DATASET RECORDS -

***

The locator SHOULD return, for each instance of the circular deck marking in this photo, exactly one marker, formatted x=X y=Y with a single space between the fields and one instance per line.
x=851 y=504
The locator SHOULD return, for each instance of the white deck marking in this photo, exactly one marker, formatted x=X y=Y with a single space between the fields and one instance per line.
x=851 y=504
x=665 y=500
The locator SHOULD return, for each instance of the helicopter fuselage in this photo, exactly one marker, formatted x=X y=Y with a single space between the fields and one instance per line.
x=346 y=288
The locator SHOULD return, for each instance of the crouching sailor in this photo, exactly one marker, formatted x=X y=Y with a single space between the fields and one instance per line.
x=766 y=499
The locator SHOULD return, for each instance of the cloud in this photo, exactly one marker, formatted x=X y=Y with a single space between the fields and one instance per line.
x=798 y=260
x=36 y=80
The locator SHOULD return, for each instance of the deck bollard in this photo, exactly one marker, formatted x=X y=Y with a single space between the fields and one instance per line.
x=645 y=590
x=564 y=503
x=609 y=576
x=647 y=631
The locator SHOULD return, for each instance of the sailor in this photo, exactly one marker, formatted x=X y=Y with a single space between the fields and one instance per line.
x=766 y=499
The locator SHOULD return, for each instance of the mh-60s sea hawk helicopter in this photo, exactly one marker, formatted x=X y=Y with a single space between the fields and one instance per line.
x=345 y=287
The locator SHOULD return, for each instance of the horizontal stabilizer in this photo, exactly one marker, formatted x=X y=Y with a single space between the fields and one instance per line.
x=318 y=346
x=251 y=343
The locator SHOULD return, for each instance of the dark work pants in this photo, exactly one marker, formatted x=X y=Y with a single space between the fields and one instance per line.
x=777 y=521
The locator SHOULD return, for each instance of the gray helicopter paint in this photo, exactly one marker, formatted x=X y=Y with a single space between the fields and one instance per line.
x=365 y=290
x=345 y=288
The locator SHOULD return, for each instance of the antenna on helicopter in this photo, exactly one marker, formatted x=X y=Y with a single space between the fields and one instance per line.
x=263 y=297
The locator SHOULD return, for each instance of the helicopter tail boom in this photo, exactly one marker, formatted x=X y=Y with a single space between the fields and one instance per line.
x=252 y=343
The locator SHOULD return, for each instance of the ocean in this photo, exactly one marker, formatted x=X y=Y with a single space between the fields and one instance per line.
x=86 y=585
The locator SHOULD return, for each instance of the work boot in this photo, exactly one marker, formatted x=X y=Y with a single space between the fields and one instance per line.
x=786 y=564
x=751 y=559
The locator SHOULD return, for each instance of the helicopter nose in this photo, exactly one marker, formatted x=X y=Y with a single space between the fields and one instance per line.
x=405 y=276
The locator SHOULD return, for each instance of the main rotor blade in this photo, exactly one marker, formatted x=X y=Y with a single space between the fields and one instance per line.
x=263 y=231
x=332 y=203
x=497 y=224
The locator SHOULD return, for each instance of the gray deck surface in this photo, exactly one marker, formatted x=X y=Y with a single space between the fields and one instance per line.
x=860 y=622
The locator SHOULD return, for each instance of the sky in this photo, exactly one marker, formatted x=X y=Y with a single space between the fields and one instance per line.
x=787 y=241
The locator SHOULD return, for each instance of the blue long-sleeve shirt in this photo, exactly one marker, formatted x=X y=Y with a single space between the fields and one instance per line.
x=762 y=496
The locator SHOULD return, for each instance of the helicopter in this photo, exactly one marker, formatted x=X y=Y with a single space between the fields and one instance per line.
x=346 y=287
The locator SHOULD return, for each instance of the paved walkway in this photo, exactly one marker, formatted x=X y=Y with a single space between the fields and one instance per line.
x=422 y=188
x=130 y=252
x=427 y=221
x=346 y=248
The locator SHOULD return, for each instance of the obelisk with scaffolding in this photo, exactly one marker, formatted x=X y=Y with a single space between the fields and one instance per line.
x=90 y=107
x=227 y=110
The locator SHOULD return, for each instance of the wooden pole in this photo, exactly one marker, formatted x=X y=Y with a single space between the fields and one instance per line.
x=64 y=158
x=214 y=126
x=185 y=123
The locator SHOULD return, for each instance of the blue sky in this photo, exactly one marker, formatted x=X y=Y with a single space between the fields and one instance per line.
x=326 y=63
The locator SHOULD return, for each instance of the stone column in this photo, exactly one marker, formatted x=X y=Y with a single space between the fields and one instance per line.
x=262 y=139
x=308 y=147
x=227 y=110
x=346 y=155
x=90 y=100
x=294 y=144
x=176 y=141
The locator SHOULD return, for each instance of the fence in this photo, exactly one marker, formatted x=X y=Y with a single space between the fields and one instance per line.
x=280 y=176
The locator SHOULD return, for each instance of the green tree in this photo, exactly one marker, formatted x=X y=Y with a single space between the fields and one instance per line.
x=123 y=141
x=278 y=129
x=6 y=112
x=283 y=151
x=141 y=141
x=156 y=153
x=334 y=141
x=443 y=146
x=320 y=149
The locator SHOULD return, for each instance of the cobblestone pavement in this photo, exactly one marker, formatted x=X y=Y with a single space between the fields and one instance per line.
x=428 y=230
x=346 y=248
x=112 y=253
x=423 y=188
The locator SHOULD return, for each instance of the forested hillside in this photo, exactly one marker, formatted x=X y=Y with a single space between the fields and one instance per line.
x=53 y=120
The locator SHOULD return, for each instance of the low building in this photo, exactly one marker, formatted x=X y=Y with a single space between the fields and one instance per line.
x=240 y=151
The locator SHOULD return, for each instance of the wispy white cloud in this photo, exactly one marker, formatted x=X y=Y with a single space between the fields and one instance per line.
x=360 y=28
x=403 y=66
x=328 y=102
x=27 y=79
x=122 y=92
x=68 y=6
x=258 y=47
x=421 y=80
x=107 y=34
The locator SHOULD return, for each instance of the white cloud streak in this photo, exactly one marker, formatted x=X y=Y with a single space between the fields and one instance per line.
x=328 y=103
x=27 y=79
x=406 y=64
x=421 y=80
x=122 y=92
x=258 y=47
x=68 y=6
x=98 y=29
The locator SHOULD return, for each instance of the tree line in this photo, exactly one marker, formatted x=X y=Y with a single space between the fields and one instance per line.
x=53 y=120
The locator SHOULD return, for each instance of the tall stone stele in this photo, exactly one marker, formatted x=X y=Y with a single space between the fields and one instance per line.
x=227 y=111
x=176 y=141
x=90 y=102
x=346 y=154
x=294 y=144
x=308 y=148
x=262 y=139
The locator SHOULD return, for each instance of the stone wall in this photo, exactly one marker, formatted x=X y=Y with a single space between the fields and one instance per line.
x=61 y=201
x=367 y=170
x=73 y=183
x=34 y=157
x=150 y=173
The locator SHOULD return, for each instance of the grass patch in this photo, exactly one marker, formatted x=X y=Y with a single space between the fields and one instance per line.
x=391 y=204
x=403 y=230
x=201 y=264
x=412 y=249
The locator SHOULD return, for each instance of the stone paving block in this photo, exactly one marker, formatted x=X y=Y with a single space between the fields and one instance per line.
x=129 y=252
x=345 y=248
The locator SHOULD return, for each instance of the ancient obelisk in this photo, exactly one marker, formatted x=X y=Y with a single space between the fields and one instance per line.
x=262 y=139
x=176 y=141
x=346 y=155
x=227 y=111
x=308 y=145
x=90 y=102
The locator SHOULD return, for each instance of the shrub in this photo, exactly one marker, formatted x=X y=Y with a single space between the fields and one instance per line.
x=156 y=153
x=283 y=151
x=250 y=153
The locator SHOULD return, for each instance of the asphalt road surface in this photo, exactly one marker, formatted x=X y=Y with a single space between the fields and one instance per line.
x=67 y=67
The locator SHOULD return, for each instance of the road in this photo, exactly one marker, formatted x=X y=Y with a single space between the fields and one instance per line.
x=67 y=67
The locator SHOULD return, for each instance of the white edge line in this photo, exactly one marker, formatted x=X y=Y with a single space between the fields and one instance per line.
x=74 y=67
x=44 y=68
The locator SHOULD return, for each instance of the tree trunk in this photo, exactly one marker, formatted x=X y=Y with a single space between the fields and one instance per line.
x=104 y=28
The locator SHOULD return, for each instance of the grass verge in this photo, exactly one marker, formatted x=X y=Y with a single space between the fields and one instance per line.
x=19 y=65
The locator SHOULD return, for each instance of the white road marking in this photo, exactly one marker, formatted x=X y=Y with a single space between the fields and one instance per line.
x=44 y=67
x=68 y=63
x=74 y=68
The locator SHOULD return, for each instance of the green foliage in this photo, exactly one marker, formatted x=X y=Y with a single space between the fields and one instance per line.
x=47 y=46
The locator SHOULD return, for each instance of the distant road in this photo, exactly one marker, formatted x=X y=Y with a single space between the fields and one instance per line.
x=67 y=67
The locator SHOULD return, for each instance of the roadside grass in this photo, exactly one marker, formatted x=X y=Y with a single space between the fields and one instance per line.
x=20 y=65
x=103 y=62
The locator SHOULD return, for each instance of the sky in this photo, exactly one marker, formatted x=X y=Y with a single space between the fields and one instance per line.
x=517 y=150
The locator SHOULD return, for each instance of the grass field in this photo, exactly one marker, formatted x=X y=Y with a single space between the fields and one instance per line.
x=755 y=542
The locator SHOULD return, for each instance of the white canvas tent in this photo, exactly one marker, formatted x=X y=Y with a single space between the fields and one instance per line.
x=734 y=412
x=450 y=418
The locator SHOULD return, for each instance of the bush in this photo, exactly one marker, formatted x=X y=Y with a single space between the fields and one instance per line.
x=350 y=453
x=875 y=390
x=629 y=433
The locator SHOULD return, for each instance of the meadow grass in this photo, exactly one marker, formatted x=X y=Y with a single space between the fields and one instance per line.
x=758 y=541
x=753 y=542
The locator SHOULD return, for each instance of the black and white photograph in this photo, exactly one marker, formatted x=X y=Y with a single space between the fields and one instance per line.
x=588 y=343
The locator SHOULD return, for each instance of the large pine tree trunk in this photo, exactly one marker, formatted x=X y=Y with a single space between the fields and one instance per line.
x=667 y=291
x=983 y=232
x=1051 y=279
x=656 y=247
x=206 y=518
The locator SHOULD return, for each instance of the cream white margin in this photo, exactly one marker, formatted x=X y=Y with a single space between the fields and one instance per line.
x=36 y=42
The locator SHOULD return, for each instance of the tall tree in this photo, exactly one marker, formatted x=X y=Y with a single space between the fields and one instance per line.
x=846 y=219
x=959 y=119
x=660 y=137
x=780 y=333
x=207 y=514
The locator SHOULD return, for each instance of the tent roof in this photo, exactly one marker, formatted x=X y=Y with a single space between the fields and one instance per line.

***

WHAT IS NEEDED - Print the stretch of the data from its first line through the line containing "x=665 y=500", reproducing every line unchanged.

TASK RESULT -
The locator SHOULD return, for each instance of the circular deck marking in this photo, exactly one marker, formatted x=X y=Y with a single space between the fields and one instance per line.
x=851 y=504
The locator SHOULD return, for each instance of the white deck marking in this photo, exactly one marker, formatted x=X y=Y with a single space between the fields and one instance per line.
x=851 y=504
x=665 y=500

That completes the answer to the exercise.